Challenge 1 ::
In the verses and reflection below, where does verse 20 say our citizenship is?

Text provided ::
+--

17 Join together in following my example, brothers and sisters, and just as you have us as a model, keep your eyes on those who live as we do. 18 For, as I have often told you before and now tell you again even with tears, many live as enemies of the cross of Christ. 19 Their destiny is destruction, their god is their stomach, and their glory is in their shame. Their mind is set on earthly things. 20 But our citizenship is in heaven. And we eagerly await a Savior from there, the Lord Jesus Christ, 21 who, by the power that enables him to bring everything under his control, will transform our lowly bodies so that they will be like his glorious body.
Dear God, who are my role models (referencing verse 17: “keep your eyes on those who live as we do.”)? Do I look to people whose god is their stomach and their glory is in their shame? Am I that kind of role model to others? Is my mind set on earthly things?
Or is my citizenship in heaven? Do I eagerly await Jesus’s return? Do I submit everything I have to his control?

+--

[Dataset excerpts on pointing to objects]
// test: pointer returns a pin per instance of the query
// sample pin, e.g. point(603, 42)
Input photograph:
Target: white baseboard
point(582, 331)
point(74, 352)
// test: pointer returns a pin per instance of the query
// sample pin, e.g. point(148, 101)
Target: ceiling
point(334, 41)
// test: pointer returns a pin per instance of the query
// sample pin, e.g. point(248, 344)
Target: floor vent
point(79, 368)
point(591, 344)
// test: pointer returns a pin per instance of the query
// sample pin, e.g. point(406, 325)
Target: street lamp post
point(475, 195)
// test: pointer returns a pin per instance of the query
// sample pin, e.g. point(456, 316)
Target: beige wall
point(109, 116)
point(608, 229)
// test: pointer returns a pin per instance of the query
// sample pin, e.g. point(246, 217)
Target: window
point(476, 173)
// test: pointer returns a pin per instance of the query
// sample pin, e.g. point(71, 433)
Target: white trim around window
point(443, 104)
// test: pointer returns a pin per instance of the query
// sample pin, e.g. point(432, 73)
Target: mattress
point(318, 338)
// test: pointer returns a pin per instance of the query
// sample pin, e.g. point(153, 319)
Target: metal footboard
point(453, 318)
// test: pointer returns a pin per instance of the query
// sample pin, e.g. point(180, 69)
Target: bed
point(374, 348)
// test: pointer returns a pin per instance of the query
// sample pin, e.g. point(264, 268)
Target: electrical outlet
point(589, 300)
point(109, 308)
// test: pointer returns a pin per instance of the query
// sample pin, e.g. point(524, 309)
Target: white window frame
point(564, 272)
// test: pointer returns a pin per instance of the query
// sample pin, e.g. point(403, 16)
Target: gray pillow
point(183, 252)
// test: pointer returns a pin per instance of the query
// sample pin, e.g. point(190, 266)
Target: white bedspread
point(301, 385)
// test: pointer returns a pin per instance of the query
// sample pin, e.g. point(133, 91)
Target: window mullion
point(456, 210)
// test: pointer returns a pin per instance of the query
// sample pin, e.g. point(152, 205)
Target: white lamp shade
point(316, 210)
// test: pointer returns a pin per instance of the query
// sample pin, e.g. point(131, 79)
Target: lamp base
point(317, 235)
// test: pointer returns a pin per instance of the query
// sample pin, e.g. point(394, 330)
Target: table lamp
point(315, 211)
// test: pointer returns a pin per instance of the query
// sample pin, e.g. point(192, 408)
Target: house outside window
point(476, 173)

+--

Challenge 2 ::
Rewrite the rows above, from their start down through the line containing "point(334, 41)", replacing "Target" with "Query" and keeping everything else the same. Give only those lines.

Expected answer 1 ::
In heaven.

Expected answer 2 ::
// test: pointer returns a pin per instance of the query
// sample pin, e.g. point(603, 42)
Input photograph:
Query: white baseboard
point(582, 331)
point(74, 352)
// test: pointer returns a pin per instance of the query
// sample pin, e.g. point(148, 101)
Query: ceiling
point(334, 41)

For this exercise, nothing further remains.